- WORK REQUIRED -
Every entry below is to be copied exactly, with nothing left out.

- DATA FOR REVIEW -
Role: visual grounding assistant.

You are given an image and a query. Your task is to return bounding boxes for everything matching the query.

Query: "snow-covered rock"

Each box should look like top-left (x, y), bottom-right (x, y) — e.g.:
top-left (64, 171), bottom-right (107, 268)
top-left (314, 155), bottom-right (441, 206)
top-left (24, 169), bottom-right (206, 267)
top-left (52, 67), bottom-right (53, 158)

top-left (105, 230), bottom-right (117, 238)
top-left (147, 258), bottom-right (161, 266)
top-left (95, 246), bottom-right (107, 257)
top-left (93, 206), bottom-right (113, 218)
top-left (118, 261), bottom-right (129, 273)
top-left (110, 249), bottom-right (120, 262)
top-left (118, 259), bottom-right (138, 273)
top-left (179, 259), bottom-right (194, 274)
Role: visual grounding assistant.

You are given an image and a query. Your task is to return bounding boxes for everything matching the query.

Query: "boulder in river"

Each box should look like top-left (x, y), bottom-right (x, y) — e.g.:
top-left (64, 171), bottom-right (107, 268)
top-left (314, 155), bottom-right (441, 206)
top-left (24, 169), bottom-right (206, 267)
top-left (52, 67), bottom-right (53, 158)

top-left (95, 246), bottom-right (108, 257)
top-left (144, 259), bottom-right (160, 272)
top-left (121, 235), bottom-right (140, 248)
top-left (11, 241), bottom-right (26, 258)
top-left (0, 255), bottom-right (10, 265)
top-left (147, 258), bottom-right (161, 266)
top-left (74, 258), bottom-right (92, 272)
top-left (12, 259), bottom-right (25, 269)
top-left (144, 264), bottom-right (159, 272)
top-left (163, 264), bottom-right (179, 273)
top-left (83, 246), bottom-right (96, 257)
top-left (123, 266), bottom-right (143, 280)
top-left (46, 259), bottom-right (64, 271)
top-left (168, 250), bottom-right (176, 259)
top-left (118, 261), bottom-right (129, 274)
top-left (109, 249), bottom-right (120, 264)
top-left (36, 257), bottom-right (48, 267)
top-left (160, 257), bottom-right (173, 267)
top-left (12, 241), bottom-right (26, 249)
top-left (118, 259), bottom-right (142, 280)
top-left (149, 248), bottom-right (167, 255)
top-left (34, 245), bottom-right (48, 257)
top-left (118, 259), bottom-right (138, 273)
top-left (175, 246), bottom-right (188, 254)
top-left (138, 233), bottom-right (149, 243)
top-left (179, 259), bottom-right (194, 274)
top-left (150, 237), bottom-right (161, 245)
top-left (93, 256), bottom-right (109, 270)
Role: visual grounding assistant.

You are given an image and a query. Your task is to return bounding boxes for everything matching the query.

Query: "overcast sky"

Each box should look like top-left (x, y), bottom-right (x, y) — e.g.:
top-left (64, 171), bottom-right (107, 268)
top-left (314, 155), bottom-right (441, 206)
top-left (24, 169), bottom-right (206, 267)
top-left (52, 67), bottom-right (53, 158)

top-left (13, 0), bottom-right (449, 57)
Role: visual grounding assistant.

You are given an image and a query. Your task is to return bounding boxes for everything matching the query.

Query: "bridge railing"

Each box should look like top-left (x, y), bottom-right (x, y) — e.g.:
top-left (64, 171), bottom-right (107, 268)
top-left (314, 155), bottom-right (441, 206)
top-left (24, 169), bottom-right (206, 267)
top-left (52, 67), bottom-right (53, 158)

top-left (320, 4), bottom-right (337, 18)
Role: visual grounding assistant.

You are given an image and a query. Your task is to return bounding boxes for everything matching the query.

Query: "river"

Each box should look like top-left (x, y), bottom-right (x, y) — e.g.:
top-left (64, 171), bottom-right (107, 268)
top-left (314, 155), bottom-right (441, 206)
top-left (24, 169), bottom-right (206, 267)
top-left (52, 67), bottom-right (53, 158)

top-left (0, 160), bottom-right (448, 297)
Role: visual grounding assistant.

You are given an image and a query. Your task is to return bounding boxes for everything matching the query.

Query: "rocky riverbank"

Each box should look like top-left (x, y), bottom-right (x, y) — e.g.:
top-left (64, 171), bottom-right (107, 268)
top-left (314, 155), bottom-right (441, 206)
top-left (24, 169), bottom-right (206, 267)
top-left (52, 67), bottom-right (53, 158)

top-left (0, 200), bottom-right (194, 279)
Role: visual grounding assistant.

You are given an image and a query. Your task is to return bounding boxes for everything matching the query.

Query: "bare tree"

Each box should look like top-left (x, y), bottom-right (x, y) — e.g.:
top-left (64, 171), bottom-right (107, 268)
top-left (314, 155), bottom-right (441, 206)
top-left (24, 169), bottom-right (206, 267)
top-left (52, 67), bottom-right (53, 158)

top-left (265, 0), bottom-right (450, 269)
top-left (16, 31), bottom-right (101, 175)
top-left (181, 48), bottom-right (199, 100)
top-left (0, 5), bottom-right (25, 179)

- COMPLETED TASK -
Role: visual grounding assistant.

You are given an image and a query. Your task is to return bounding boxes for everything matching the query.

Query: "snow-covered rock"

Each box should look like top-left (x, y), bottom-right (x, y) — e.g.:
top-left (64, 171), bottom-right (107, 268)
top-left (314, 155), bottom-right (441, 206)
top-left (24, 169), bottom-right (206, 267)
top-left (52, 67), bottom-right (53, 158)

top-left (105, 230), bottom-right (117, 238)
top-left (147, 258), bottom-right (161, 266)
top-left (95, 246), bottom-right (107, 257)
top-left (93, 206), bottom-right (113, 218)
top-left (118, 261), bottom-right (129, 273)
top-left (110, 249), bottom-right (120, 262)
top-left (118, 259), bottom-right (138, 273)
top-left (179, 259), bottom-right (194, 274)
Role: visual grounding assistant.

You are given an image and a query. Your task is to return bounding boxes for everything matching the query.

Query: "boulder in river"

Each box should look like top-left (x, y), bottom-right (x, y) — e.g.:
top-left (64, 171), bottom-right (107, 268)
top-left (314, 155), bottom-right (441, 206)
top-left (24, 169), bottom-right (206, 267)
top-left (52, 67), bottom-right (53, 158)

top-left (95, 246), bottom-right (108, 257)
top-left (144, 259), bottom-right (160, 272)
top-left (121, 235), bottom-right (140, 248)
top-left (11, 241), bottom-right (26, 258)
top-left (0, 255), bottom-right (10, 265)
top-left (147, 258), bottom-right (161, 266)
top-left (74, 258), bottom-right (92, 272)
top-left (12, 259), bottom-right (25, 269)
top-left (144, 264), bottom-right (159, 272)
top-left (163, 264), bottom-right (179, 273)
top-left (83, 246), bottom-right (96, 257)
top-left (123, 266), bottom-right (143, 280)
top-left (46, 259), bottom-right (64, 271)
top-left (168, 250), bottom-right (176, 259)
top-left (118, 261), bottom-right (129, 274)
top-left (109, 249), bottom-right (120, 264)
top-left (36, 257), bottom-right (48, 267)
top-left (160, 257), bottom-right (173, 267)
top-left (12, 241), bottom-right (26, 249)
top-left (118, 259), bottom-right (142, 280)
top-left (149, 248), bottom-right (167, 255)
top-left (34, 245), bottom-right (48, 257)
top-left (118, 259), bottom-right (138, 273)
top-left (175, 246), bottom-right (188, 254)
top-left (138, 233), bottom-right (149, 243)
top-left (179, 259), bottom-right (194, 274)
top-left (150, 237), bottom-right (161, 245)
top-left (93, 256), bottom-right (109, 270)
Role: visual grounding assistant.

You are given an image and a query. Your task is to return bounding boxes for everything matching the query.

Query: "overcast sky"

Each box should look like top-left (x, y), bottom-right (x, y) — e.g.:
top-left (64, 171), bottom-right (107, 268)
top-left (314, 155), bottom-right (441, 206)
top-left (24, 169), bottom-right (206, 267)
top-left (52, 67), bottom-right (53, 158)

top-left (13, 0), bottom-right (449, 57)
Role: visual grounding assistant.

You are given an image and a query. Your task is to return bounding boxes for everything matching the query.

Query: "bridge railing"

Each box should look like top-left (x, y), bottom-right (x, y) — e.g.:
top-left (64, 171), bottom-right (107, 268)
top-left (314, 155), bottom-right (441, 206)
top-left (24, 169), bottom-right (206, 267)
top-left (52, 67), bottom-right (53, 158)

top-left (320, 4), bottom-right (337, 18)
Role: visual grounding assistant.

You are given an image and a query. Your task is to return bounding boxes for everything matching the query.

Query: "river"

Each box should look like top-left (x, y), bottom-right (x, y) — e.g.:
top-left (64, 171), bottom-right (107, 268)
top-left (314, 155), bottom-right (441, 206)
top-left (24, 169), bottom-right (206, 267)
top-left (52, 67), bottom-right (53, 158)

top-left (0, 160), bottom-right (448, 297)
Role: visual grounding assistant.

You are given an image and a query. Your task is to return bounding boxes for everything matching the query.

Query: "rocky riverbank"

Each box should look like top-left (x, y), bottom-right (x, y) — e.g.:
top-left (64, 171), bottom-right (107, 268)
top-left (314, 155), bottom-right (441, 206)
top-left (24, 169), bottom-right (206, 267)
top-left (52, 67), bottom-right (53, 158)

top-left (0, 200), bottom-right (194, 279)
Role: visual grounding assistant.

You are given an image and a query. Your task is to return bounding boxes for everything matching the query.

Query: "bare tree"

Each box should look like top-left (x, y), bottom-right (x, y) — e.g.:
top-left (64, 171), bottom-right (107, 268)
top-left (314, 155), bottom-right (441, 206)
top-left (24, 169), bottom-right (206, 267)
top-left (52, 67), bottom-right (53, 158)

top-left (265, 0), bottom-right (450, 269)
top-left (16, 31), bottom-right (101, 175)
top-left (181, 48), bottom-right (199, 100)
top-left (0, 5), bottom-right (25, 179)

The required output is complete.